___ Data to examine ___

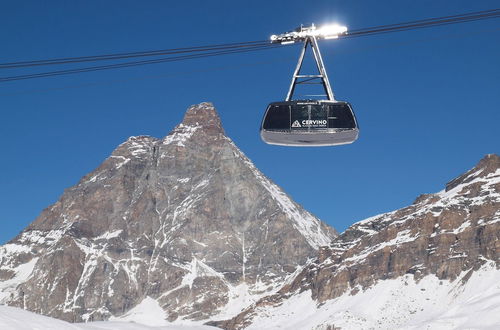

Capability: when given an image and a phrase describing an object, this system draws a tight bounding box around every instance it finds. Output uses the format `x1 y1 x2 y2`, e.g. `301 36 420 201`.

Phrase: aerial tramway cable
0 8 499 83
0 44 282 82
346 8 500 38
0 40 269 69
3 26 497 97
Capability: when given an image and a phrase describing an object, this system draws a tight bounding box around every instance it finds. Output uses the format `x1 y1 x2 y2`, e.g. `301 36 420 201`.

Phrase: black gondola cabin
261 100 358 146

___

> [Action item]:
Each entry above should be restated word for word, though no picture may appear in the copy.

> [Result of this task]:
Capability: when given an image and a phrase describing an object, this system draws a tight bounding box around every instance it finds. Output uses the format `x1 y1 x2 y2`, e.g. `301 36 420 201`.

Phrase: aerial tramway cable
0 8 499 83
0 44 282 82
346 8 500 38
0 40 269 69
3 26 497 97
Capability: when given an image and a phrase describing an object, this system draws a tight bounding box around every instance it finds. Output uses the format `x1 y1 x2 y2`, e.g. `301 36 420 201`.

Phrase: black gondola cabin
261 100 358 146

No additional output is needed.